What to produce: Every line from the one containing "In the photo above, each instance of the dark shadow" to the final line of the material below must be reproduced exactly; leave out all other lines.

Records for this exercise:
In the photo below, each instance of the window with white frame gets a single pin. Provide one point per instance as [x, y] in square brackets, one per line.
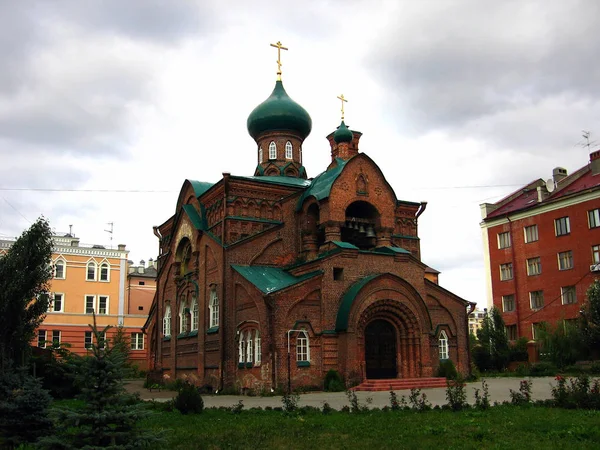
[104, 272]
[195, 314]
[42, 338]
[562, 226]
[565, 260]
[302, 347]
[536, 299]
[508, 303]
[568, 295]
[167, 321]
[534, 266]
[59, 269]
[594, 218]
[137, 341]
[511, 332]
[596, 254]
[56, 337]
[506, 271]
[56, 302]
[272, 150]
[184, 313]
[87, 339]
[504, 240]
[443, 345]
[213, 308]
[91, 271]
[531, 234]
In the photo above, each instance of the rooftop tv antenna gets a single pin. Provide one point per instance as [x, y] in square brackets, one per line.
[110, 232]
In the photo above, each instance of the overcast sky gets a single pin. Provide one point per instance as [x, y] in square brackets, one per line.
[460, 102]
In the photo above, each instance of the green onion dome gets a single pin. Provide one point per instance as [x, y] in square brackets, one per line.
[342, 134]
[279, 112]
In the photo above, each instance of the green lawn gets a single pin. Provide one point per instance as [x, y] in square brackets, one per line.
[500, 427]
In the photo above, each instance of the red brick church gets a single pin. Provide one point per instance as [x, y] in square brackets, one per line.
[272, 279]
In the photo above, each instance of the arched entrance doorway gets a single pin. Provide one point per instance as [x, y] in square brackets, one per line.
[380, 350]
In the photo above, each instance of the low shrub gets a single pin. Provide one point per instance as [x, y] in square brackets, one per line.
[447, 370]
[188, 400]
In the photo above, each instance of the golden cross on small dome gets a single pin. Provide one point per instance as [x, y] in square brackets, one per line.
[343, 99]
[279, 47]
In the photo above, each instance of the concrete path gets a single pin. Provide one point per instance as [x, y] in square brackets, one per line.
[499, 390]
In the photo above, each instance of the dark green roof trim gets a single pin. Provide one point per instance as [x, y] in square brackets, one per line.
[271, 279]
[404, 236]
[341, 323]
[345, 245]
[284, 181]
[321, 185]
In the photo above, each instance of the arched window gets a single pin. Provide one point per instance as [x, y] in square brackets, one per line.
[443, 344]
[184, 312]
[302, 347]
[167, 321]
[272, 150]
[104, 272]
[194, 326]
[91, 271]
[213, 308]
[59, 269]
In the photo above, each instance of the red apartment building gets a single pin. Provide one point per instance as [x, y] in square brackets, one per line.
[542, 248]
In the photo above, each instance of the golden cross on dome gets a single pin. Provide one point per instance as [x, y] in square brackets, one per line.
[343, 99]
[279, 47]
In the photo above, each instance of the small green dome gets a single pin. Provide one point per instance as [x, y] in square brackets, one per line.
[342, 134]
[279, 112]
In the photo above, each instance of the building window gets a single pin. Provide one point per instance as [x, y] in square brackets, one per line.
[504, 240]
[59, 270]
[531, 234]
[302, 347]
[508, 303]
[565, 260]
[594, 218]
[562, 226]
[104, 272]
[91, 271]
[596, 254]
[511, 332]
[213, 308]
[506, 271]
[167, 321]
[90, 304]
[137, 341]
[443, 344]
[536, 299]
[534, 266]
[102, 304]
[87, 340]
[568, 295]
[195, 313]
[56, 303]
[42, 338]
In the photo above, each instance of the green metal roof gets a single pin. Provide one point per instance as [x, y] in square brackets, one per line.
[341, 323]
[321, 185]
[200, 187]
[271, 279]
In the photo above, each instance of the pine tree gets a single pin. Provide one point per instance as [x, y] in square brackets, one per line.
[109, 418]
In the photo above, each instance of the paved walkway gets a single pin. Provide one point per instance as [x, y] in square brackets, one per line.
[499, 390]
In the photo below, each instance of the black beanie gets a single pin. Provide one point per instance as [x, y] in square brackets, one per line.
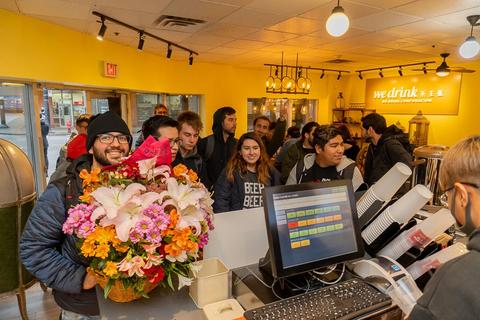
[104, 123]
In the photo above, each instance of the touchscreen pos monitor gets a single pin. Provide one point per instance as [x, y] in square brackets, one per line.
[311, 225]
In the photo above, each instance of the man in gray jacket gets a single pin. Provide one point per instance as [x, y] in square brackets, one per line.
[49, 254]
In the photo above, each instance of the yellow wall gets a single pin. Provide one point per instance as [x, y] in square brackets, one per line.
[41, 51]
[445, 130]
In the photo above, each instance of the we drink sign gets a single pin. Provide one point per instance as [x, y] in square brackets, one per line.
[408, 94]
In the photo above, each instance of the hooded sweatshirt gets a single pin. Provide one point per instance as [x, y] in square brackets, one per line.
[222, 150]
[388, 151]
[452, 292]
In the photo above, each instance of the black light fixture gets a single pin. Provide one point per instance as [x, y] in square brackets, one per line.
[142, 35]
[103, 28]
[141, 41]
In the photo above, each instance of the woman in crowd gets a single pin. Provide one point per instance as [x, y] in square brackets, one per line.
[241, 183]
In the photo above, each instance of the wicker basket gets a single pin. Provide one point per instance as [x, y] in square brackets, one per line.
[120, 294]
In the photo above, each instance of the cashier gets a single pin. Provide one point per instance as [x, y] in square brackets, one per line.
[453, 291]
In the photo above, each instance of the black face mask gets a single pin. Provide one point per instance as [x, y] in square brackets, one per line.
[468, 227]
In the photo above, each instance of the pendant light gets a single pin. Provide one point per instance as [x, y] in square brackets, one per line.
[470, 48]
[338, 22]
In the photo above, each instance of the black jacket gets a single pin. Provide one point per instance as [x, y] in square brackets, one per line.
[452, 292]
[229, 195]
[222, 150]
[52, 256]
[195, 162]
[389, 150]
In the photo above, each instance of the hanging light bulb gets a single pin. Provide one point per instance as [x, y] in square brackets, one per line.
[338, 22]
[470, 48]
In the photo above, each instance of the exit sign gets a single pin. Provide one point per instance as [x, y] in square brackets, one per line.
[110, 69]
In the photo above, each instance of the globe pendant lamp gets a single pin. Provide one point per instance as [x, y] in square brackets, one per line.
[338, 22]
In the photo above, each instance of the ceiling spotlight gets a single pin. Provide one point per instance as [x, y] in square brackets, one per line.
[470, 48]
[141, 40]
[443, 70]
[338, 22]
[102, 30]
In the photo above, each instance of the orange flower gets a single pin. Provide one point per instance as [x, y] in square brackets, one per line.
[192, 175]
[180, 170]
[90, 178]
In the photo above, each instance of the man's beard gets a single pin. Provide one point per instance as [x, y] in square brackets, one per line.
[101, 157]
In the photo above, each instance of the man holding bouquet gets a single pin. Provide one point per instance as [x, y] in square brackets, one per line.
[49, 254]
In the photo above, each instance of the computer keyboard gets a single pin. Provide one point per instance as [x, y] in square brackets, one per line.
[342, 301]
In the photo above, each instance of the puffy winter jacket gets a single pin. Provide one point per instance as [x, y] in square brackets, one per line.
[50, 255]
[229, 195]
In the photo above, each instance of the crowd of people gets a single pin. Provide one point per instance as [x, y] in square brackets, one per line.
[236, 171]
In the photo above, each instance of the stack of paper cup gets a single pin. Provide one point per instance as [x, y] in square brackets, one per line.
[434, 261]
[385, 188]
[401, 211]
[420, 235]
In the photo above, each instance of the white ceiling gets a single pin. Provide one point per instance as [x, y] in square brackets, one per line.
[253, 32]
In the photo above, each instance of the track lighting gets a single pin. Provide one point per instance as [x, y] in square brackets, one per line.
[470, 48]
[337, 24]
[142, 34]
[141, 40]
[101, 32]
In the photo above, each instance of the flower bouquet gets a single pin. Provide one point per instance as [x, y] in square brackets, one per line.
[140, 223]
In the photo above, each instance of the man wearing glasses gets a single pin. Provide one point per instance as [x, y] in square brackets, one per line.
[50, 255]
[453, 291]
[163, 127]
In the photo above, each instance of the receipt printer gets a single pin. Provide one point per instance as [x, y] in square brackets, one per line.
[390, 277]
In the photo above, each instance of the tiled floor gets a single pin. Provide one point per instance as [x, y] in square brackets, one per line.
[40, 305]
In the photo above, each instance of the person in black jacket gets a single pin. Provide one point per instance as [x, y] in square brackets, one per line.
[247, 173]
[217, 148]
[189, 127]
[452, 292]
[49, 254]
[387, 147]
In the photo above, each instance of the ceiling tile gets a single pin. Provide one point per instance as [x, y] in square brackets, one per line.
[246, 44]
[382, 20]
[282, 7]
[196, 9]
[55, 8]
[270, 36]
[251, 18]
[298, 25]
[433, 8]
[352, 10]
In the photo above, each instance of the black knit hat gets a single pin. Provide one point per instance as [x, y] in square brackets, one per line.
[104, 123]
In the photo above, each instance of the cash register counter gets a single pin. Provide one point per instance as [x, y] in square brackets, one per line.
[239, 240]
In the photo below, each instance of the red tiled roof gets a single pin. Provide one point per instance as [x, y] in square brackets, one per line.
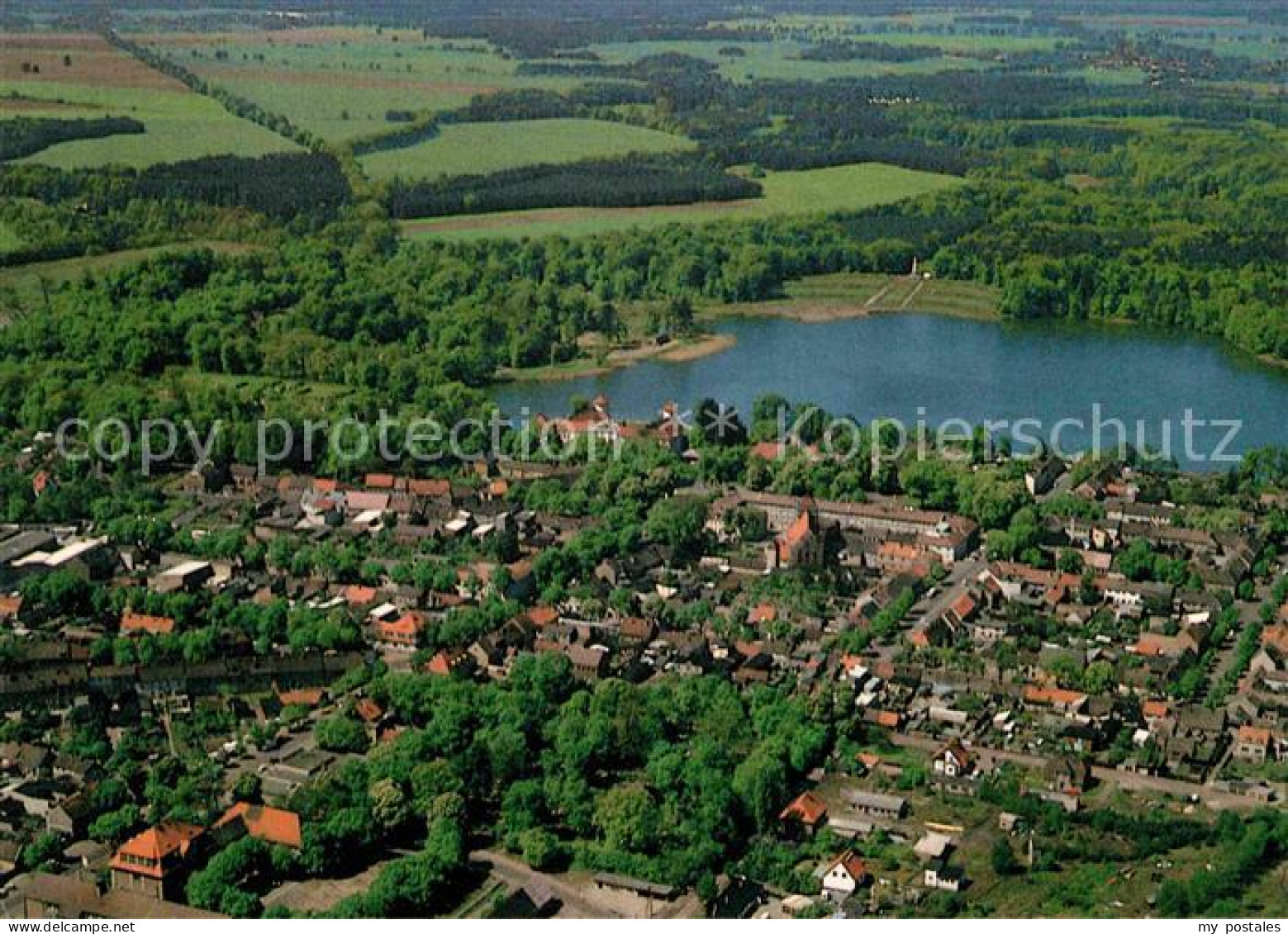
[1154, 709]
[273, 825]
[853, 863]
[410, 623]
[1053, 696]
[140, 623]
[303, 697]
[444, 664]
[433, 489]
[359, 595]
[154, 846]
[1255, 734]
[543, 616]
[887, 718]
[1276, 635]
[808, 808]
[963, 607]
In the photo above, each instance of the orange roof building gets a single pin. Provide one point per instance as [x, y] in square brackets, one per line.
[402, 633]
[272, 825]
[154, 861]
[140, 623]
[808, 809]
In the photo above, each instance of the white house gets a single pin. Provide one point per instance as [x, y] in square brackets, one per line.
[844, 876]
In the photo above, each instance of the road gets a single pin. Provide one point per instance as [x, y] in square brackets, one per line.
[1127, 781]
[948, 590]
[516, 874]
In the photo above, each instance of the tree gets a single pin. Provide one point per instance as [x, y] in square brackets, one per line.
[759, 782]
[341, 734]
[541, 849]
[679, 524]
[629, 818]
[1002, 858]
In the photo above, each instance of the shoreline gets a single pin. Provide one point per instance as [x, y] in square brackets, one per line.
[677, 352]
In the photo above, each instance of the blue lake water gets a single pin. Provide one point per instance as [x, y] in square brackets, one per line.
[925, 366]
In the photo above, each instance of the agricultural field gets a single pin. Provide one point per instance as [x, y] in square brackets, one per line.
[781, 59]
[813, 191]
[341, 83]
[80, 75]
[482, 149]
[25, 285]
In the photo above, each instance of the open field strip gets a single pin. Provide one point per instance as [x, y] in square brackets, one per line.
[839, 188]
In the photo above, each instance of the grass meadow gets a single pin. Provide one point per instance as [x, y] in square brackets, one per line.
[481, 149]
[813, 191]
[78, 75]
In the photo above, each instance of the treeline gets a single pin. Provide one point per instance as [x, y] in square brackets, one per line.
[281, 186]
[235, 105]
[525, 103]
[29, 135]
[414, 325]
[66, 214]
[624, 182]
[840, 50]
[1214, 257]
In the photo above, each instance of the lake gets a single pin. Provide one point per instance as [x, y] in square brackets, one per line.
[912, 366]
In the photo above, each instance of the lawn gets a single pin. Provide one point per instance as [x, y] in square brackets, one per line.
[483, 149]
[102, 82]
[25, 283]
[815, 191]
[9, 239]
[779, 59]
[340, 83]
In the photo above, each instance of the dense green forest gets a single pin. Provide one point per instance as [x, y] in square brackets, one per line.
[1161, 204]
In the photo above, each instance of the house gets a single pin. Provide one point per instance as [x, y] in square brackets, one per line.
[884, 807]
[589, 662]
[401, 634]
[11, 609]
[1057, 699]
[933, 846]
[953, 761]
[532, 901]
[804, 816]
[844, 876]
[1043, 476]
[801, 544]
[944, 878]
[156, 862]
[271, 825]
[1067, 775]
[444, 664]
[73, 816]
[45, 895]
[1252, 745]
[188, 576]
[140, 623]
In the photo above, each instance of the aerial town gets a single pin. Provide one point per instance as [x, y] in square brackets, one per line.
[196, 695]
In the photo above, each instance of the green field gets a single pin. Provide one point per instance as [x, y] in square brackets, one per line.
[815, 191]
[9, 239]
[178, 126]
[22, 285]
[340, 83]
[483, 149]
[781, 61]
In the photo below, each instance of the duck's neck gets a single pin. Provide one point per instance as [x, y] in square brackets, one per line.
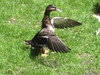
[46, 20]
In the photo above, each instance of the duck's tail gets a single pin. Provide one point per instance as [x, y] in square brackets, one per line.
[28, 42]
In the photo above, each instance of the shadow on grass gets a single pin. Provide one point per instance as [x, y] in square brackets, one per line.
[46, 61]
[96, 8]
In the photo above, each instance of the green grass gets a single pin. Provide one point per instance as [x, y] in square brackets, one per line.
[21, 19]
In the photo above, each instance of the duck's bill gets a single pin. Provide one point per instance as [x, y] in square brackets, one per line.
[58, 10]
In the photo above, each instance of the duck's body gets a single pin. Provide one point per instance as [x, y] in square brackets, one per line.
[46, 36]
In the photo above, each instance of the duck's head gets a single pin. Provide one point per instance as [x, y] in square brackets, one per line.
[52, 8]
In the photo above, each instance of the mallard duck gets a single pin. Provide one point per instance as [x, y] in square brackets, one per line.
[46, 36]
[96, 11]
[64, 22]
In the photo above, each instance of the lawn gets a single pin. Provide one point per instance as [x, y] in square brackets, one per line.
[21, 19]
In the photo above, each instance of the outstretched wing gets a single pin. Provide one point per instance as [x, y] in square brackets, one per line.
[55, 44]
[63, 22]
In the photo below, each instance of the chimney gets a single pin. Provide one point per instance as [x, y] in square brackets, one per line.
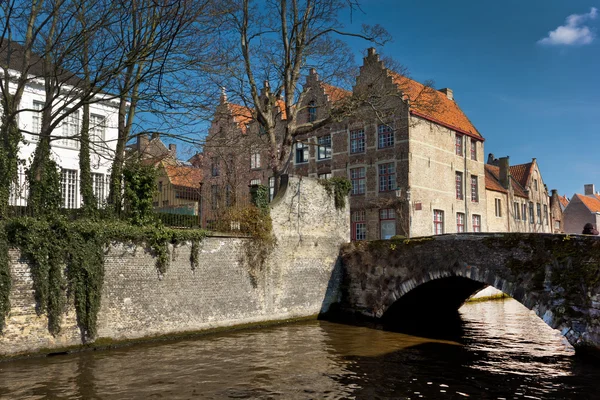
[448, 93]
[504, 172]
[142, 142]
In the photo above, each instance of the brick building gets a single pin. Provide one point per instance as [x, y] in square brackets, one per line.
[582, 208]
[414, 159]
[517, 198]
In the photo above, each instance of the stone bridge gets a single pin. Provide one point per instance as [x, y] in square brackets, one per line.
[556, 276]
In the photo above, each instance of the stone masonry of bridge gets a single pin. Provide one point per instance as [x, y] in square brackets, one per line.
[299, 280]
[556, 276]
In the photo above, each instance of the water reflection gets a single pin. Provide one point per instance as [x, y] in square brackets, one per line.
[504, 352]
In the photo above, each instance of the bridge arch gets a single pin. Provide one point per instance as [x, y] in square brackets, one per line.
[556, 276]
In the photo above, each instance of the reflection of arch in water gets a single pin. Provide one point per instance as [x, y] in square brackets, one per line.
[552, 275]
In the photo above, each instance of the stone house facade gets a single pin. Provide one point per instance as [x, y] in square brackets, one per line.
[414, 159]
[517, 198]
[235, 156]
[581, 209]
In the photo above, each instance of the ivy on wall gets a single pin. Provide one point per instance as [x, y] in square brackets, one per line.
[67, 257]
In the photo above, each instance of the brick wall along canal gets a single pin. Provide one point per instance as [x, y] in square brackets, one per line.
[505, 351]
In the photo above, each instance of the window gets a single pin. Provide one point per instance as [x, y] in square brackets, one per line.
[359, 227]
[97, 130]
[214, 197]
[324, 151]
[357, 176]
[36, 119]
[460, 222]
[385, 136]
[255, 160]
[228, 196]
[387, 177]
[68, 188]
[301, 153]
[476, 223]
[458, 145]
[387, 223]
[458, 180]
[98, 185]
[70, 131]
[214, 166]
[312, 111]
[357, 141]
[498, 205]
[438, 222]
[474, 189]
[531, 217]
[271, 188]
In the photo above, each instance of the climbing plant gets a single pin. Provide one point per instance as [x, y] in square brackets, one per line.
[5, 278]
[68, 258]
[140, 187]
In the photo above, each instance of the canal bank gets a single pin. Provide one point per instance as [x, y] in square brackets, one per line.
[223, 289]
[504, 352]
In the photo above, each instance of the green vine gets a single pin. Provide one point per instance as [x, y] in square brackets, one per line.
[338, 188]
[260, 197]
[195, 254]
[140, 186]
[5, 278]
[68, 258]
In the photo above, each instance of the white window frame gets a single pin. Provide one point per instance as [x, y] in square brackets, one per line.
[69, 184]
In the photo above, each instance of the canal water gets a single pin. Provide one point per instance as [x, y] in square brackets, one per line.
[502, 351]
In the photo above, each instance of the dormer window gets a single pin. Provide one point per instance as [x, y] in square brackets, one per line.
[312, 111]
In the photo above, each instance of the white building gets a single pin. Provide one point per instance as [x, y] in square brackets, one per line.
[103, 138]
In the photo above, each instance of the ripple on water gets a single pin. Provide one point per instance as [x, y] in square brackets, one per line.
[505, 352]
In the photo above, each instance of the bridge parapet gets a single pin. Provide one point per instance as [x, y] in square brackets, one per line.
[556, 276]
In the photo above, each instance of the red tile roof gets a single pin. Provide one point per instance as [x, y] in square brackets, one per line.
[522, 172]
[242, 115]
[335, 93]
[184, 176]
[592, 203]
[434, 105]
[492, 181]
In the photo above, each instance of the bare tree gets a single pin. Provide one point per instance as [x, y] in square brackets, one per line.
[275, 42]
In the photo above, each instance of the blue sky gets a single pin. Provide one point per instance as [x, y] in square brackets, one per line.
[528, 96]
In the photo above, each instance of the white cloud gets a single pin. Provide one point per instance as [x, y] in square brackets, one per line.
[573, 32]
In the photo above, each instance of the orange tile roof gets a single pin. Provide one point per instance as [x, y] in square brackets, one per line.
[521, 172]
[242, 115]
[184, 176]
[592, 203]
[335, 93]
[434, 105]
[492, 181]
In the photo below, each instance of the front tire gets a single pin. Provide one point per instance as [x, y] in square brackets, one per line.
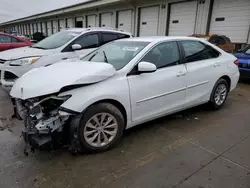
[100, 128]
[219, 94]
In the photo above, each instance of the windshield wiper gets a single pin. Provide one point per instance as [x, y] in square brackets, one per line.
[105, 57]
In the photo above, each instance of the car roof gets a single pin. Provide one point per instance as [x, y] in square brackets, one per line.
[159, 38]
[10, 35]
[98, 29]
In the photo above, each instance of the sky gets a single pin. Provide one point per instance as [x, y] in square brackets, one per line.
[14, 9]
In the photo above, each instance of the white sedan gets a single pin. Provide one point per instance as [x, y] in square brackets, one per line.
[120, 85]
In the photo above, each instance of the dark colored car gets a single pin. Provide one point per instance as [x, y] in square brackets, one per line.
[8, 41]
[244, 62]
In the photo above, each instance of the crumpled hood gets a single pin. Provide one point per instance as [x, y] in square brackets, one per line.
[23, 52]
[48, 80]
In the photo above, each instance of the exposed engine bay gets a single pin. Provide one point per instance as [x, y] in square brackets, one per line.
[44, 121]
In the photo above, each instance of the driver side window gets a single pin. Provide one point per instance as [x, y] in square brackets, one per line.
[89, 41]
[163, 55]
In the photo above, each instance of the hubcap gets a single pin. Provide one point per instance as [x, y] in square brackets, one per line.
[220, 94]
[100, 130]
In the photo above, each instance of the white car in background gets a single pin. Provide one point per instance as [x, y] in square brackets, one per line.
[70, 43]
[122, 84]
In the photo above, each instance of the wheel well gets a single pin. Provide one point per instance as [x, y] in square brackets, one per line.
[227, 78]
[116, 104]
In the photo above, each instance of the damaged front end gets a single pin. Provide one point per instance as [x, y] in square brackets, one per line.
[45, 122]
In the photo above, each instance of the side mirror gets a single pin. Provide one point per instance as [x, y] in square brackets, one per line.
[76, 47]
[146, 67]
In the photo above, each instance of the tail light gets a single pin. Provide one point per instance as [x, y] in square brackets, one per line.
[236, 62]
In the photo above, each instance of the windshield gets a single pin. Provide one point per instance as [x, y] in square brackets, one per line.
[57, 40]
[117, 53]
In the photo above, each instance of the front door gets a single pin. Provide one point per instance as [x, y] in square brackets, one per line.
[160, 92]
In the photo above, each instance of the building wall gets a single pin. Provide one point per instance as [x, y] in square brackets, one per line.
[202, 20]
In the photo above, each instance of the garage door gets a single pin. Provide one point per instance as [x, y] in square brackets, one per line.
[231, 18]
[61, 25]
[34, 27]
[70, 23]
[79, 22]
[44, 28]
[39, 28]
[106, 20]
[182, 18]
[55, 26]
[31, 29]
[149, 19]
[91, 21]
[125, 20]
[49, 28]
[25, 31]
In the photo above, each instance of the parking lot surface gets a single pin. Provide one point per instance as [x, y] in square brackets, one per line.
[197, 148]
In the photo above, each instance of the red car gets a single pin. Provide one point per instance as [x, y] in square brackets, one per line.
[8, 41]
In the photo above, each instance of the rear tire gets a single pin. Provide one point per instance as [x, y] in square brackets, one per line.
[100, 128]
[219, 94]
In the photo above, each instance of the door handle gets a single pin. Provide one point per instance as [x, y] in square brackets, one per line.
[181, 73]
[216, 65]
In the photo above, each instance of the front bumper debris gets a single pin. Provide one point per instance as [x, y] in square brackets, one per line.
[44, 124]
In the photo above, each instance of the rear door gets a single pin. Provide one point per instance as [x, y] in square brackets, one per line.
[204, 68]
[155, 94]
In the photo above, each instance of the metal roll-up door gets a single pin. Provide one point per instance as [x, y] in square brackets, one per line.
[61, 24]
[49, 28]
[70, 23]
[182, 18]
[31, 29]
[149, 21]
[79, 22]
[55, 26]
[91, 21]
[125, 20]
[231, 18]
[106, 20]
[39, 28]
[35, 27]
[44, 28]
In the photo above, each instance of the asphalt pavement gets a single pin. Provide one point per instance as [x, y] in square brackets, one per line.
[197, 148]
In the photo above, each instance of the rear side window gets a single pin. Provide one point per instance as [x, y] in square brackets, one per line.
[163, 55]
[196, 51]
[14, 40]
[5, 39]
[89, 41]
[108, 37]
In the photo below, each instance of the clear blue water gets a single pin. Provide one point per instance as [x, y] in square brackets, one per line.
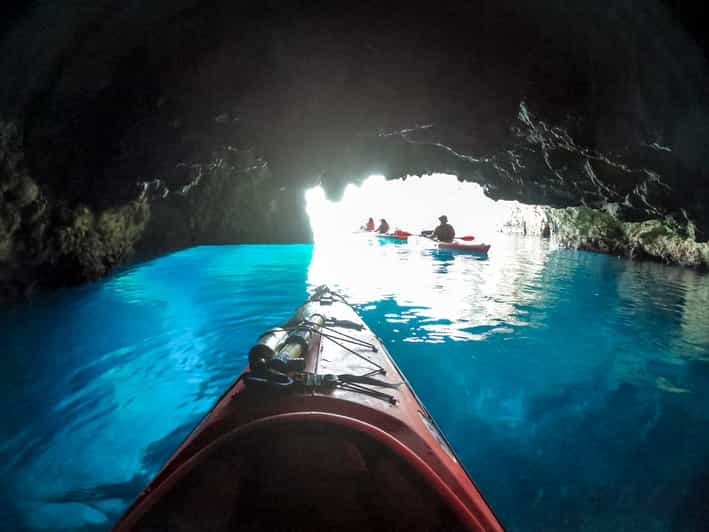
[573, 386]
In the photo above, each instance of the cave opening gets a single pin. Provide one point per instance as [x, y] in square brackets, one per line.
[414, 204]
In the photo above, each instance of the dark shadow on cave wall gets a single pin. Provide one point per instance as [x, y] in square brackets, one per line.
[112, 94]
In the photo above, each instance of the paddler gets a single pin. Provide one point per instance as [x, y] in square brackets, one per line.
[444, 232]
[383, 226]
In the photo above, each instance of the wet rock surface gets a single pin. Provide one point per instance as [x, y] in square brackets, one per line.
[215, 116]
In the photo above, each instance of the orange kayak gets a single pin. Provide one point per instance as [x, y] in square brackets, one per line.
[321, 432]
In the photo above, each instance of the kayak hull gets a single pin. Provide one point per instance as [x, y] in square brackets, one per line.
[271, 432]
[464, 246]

Response:
In the photo above, each instance of the dark shadow on cave wall gets a single pin. Provide one point per instance as [x, y] in square brackets, one per line.
[112, 94]
In the photo above, each instance of the paddler gets a single pin. Provide one point per instance as [x, y] in square brackets, one per line.
[444, 232]
[383, 226]
In the photo above, each instance of the wet rock surface gets a single pin. Provide one point per instance as [x, y] in square brackets, one per line.
[215, 116]
In the photo above, each instance of the orange kayak gets a single pin. Provide one point per instance as [x, y] in square brackets, one per line.
[321, 432]
In the photo above, each instance of the kayak hull gets a single pin. Provide one point per instance as [x, y] in square brackets, one per line.
[271, 432]
[464, 246]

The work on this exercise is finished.